(Data listing)
·····
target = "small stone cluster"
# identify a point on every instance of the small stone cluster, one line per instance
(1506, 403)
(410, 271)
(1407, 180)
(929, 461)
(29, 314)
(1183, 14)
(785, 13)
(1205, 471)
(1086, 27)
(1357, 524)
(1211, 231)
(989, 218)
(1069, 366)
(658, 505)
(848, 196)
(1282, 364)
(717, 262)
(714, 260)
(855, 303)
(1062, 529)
·····
**GIVEN PROBLEM:**
Return every line of the listing above without changing anything.

**REPLY:**
target = "small stone cluster"
# identify a point on every instance of the small stone cluster, one line per instance
(1506, 403)
(410, 271)
(1407, 180)
(929, 461)
(29, 314)
(1183, 14)
(785, 13)
(1205, 471)
(1086, 27)
(1357, 524)
(1211, 231)
(989, 218)
(1069, 366)
(658, 505)
(848, 196)
(1282, 364)
(717, 262)
(714, 260)
(855, 303)
(1062, 529)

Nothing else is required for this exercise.